**USING THE INFORMATION:**
A. Decide whether each statement agrees with the interview transcript on holding space and values: (i) The speaker says holding space shows up in personal life, the day job, and coaching. (ii) The speaker is comfortable keeping one set of values at home and another at work. (iii) RPR says values have to fit on a list. Answer yes or no for each, quoting the deciding words.
B. Using the interview transcript on holding space and values, answer these questions, one per line: (i) What does the speaker sometimes use very effectively in meetings? (ii) Outside of work, whom does the speaker name as someone to hold space for? (iii) Besides holding space, what value does RPR mention that people might not call a value?
C. Continue the interview transcript on holding space and values from the point where it stops.

**READING PASSAGE:**
━━━━━━

Um, but also in meetings, you know, like I, I will sometimes use silence very effectively, you know, when we’re having a meeting about a difficult topic or, you know, something along those lines. So the concept of holding space shows up in a lot of different ways. It shows up in my personal life, it shows up in my day job, it shows up in my coaching. And I, that to me is part of what makes it aligned. That kind of concept of alignment is that it is showing up everywhere. Um, and I think things show up in different ways, and over time that can shift and change. But, um, for me, yeah, I, I definitely look across, um, and that kind of goes back to the earlier thing we were talking about. I don’t want to be two people. I don’t want to be one set of values in my personal life and another set of values in my professional life. What does it mean for example, to hold space for my partner? You know, like that, that is equally as important to me, or maybe even more important to me, than holding space for people at work. You know, so there’s lots of different ways. And the more that I expand understanding of how I’m applying these things in different parts of my life, the more I grow, um, as a practitioner of that thing, um, because I have a better understanding of all the ways it can be applied.

RPR: Um, I’m glad you shared those values because I think often when we look at the values list that you see in activities, there, there’s almost kind of like emotion words in some ways, um, and ways of being, but holding space, having documentation as a value, I don’t think those are necessarily things that people would, would think about or call values that expands the, you know, for a good thing, it expands it, but maybe it’s also a struggle because you expand the possibilities of how you’re going to articulate your goals, but you, your values are your values, right? They don’t have to fit on this list. They don’t have to appear somewhere else. So do you have tips for helping people, maybe some sort of activity or something to help people think through it, their values a little bit more?

━━━━━━

**RECORD EXCERPTS:**
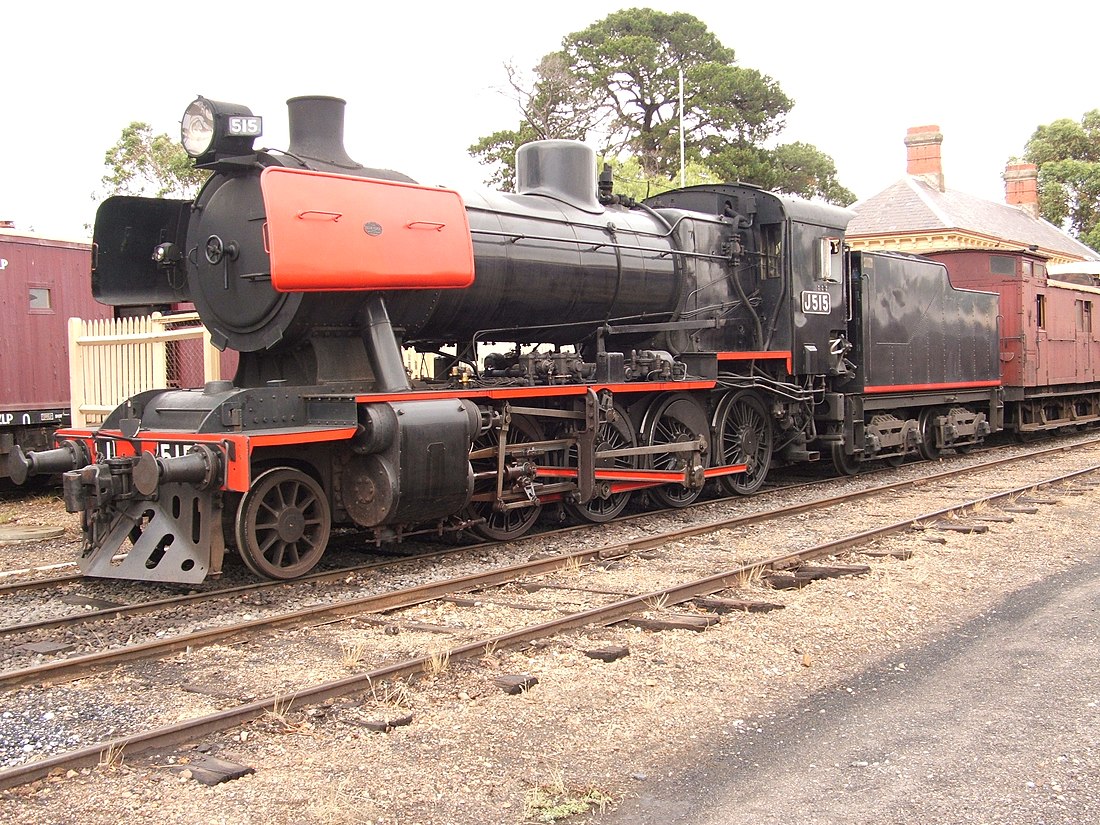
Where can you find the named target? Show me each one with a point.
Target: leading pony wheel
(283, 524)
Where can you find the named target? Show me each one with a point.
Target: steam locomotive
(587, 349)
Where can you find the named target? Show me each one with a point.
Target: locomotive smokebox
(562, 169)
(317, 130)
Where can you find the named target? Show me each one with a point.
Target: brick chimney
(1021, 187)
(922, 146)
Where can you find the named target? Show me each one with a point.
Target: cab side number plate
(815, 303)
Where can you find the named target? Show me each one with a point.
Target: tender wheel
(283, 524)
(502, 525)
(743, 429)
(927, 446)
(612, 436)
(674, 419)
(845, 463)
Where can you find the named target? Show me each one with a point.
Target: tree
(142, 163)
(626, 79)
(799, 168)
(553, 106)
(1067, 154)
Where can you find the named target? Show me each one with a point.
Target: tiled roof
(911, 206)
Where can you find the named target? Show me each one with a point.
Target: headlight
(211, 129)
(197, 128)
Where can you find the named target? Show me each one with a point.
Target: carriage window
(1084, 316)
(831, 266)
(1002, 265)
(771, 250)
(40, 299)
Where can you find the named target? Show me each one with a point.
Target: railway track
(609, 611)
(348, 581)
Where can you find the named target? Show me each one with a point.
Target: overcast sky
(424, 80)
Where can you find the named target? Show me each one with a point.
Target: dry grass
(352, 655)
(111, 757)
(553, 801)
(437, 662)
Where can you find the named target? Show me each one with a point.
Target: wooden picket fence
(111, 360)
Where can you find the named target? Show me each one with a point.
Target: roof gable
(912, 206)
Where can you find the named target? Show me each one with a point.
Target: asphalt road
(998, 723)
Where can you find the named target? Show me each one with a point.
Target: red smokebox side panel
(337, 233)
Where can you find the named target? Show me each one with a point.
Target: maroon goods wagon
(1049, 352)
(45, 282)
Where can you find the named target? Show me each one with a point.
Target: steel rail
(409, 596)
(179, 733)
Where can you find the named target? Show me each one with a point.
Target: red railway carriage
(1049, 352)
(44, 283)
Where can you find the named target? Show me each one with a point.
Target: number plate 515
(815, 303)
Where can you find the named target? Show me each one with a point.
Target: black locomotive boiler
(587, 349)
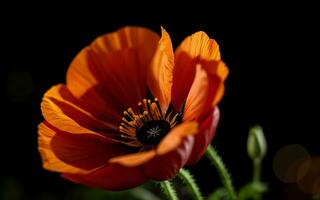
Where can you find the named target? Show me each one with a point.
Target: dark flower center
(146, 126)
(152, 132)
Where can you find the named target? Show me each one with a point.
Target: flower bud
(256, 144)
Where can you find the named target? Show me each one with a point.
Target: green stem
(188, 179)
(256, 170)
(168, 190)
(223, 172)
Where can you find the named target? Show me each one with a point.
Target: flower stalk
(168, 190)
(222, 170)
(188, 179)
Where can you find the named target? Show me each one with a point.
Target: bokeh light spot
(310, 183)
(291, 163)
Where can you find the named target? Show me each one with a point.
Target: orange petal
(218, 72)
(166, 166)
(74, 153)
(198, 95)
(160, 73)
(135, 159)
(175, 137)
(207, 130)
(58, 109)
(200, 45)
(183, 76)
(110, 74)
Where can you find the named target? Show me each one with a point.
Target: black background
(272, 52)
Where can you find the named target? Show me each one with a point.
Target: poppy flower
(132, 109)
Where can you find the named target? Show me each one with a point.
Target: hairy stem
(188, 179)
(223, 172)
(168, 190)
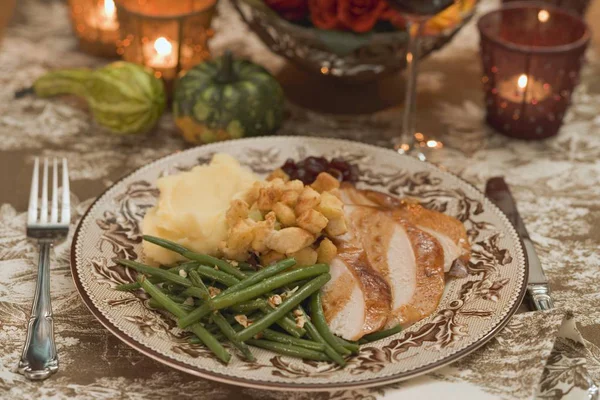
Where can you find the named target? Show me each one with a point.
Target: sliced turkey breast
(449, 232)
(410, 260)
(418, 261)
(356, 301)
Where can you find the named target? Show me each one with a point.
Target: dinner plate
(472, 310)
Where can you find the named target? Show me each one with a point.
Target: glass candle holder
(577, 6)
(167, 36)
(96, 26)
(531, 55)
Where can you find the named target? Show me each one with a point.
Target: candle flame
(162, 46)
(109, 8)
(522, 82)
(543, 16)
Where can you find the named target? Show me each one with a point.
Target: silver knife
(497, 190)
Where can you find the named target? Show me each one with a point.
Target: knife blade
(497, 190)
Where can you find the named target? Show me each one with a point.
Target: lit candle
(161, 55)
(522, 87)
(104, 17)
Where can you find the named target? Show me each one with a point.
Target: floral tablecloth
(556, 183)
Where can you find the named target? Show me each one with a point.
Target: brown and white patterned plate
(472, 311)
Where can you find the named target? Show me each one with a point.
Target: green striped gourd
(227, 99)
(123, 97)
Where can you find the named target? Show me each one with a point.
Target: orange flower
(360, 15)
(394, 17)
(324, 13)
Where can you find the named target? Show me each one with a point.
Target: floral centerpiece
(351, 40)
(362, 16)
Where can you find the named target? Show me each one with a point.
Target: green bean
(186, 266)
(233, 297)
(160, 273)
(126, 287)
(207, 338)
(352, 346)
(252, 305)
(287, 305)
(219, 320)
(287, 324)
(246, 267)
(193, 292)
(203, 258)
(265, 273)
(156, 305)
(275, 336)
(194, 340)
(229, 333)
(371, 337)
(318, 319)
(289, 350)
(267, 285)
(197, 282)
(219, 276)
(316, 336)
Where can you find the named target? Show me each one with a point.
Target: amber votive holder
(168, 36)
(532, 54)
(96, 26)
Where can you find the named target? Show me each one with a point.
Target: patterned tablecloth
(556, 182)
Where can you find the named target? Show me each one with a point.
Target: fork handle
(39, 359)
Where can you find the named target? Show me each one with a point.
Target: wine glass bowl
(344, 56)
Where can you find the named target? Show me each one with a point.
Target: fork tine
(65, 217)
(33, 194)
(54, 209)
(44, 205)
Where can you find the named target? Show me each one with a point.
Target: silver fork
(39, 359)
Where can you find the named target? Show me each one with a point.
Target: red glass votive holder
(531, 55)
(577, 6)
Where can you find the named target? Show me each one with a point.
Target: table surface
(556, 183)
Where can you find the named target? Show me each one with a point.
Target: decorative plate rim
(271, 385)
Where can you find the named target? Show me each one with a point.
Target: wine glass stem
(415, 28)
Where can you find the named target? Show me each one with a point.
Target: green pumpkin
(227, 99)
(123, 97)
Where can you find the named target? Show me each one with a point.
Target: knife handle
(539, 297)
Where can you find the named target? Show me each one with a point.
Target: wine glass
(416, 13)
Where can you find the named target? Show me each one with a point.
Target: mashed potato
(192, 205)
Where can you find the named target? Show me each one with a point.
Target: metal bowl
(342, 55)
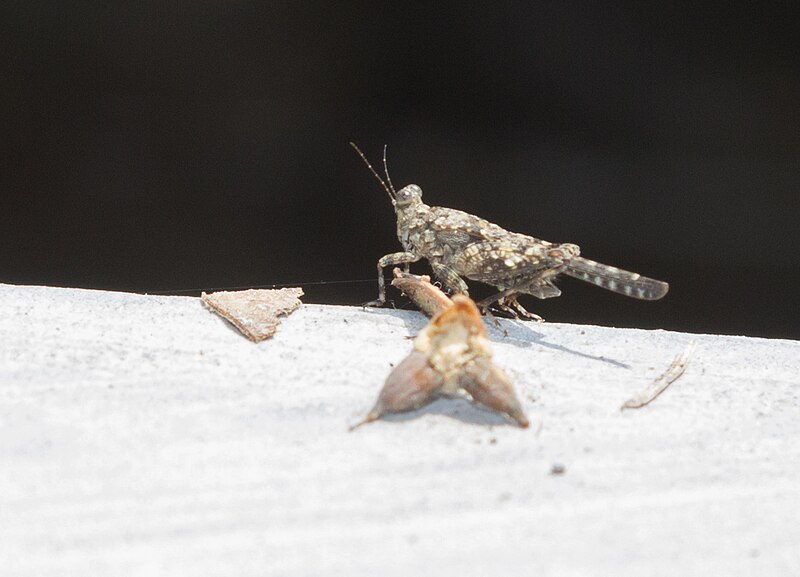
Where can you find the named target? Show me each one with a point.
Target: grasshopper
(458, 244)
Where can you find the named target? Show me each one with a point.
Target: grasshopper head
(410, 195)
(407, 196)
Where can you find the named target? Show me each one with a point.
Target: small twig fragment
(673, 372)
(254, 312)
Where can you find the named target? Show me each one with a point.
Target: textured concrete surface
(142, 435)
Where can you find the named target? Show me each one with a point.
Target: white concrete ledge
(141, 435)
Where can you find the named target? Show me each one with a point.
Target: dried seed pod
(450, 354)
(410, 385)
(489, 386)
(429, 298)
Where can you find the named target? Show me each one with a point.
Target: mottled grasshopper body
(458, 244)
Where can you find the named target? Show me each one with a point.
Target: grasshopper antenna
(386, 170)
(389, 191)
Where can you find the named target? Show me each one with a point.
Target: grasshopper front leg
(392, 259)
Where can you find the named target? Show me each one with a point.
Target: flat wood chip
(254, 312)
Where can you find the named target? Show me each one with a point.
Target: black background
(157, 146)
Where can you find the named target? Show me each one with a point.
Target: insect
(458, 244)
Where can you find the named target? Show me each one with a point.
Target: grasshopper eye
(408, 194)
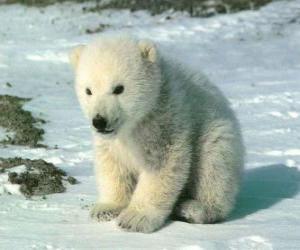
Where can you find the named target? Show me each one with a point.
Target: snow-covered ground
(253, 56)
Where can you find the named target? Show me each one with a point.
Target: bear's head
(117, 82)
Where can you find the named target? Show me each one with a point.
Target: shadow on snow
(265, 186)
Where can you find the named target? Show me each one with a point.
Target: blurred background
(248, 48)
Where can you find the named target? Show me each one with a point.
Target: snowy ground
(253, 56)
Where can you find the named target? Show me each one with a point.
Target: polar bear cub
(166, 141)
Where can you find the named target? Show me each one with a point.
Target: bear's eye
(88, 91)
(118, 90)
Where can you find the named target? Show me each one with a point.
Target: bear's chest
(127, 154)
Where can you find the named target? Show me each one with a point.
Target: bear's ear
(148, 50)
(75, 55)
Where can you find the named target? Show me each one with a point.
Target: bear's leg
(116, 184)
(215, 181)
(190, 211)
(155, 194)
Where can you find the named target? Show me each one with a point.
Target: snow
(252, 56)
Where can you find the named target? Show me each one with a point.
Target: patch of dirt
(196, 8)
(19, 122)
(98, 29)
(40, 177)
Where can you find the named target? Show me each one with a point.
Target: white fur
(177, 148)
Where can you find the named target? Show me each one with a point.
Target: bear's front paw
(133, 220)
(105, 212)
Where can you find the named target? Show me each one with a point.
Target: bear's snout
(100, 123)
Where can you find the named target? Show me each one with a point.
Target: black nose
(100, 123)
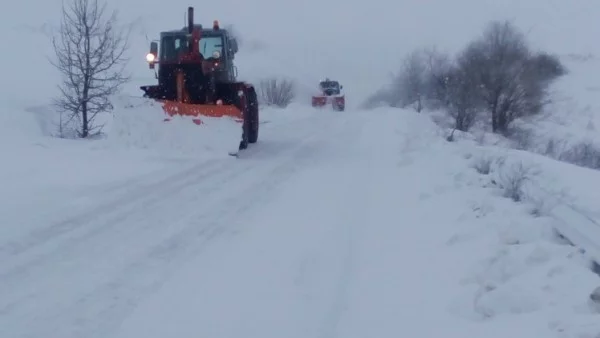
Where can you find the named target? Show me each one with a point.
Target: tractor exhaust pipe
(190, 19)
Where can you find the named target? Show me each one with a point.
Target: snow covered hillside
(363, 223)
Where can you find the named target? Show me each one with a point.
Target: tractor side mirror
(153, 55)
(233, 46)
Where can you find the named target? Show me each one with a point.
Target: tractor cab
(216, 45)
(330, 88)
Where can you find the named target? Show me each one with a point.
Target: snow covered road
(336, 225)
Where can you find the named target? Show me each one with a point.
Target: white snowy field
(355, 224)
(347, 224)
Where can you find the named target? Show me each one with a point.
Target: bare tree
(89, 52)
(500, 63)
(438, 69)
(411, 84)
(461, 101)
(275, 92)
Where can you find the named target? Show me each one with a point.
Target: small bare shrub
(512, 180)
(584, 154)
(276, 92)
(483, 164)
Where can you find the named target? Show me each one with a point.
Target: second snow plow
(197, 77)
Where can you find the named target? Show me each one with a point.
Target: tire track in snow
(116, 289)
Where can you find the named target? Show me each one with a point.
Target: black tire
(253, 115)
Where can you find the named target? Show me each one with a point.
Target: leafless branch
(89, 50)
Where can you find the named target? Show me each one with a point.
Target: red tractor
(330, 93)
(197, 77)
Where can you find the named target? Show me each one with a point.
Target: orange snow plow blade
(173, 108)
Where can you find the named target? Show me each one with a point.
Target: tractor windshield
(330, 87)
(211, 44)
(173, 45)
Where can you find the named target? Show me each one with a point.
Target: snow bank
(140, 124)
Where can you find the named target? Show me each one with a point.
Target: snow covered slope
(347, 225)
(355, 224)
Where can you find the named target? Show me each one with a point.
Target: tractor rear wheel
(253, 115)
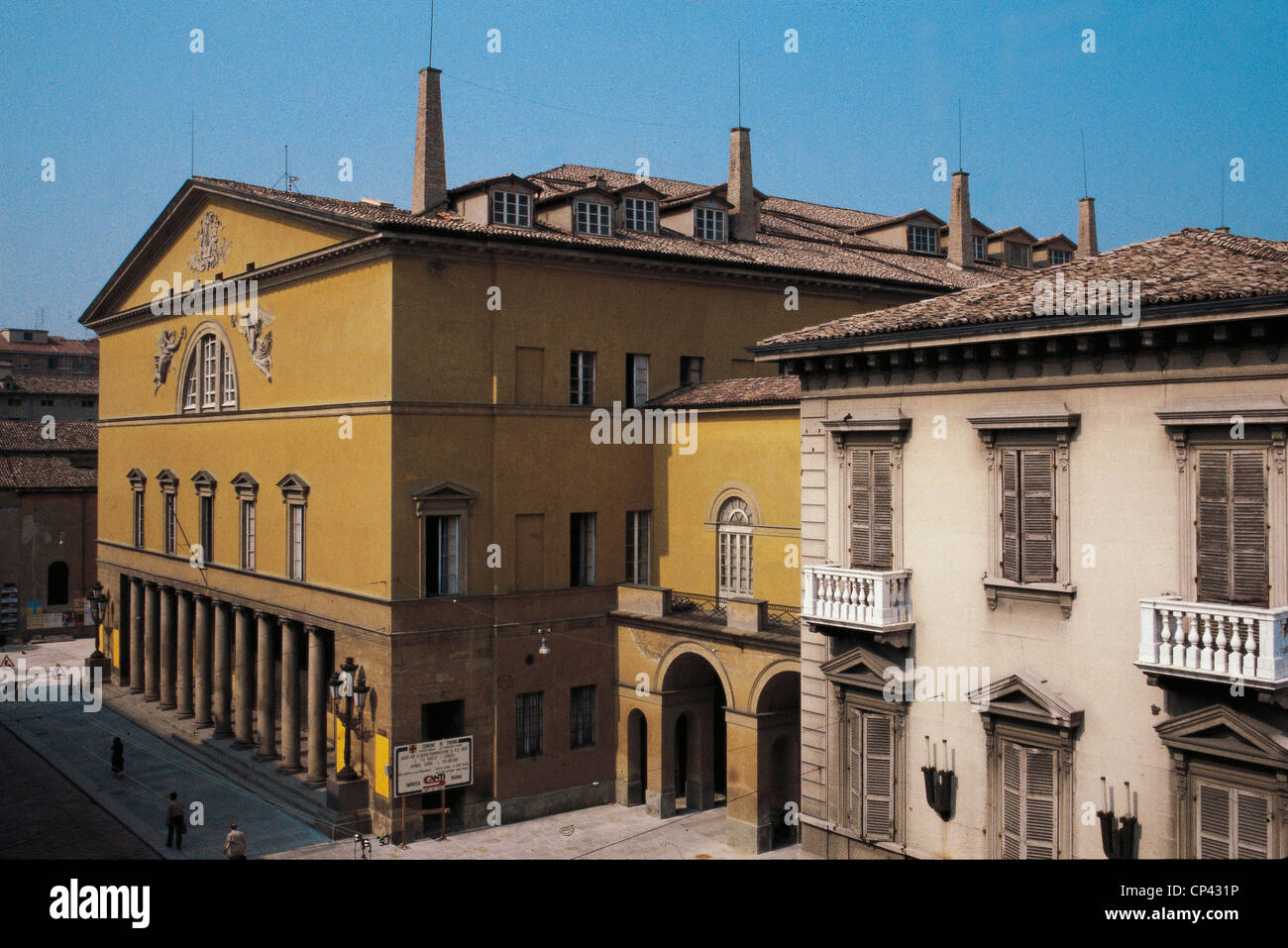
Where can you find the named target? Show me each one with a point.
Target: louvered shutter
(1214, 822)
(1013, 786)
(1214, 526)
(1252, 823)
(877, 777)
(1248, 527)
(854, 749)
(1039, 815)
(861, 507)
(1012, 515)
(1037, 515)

━━━━━━

**EXERCISE RESULTS:**
A.
(i) Yes: "It shows up in my personal life, it shows up in my day job, it shows up in my coaching."
(ii) No: "I don’t want to be one set of values in my personal life and another set of values in my professional life."
(iii) No: "They don’t have to fit on this list."

B.
(i) Silence
(ii) The speaker's partner
(iii) Having documentation

C.
KL: Well, there’s definitely like, yeah. Google around and find values list because they’re out there. I mean, if you know, you’ve mentioned, Rebecca, that, that wasn’t a fit for you and it’s not always a fit for everyone, but, um, I think it’s a good start to just kind of think about, you know, what are the categories or the themes that you’re noticing when you look at a values list and what are you circling? What are you drawn to? But the challenge, I think for a lot of people is they see things on that list that they think they should value. And what I always tell people is there’s a difference between seeing the value of something. For example, I see the value of collaboration. I understand how it’s contributed to my work, to my professional life, to my relationships over time, but it is not kind of in my heart, you know, centrally what is helping me to make decisions about projects.

I’m not going to choose a collaborative project over a project. That’s not collaborative because that’s not kind of a central value for me. And in part, because I’m an introvert, you know, like, so I can see the value of collaboration, but it’s also kind of exhausting to me to do that collaboration. So being able to separate those things out into, I can see the value of something in my life, but it’s not necessarily a central core value that shaping my decisions and actions. I think that’s step one is to kind of pull those things apart and to really try to use, I mean, and I hesitate to use the word “intuition,” but it has kind of a gut feeling of like, what is it that’s really like speaking to you in, in that moment. And also recognizing like right now, your values could look different than they did five years ago or five years from now.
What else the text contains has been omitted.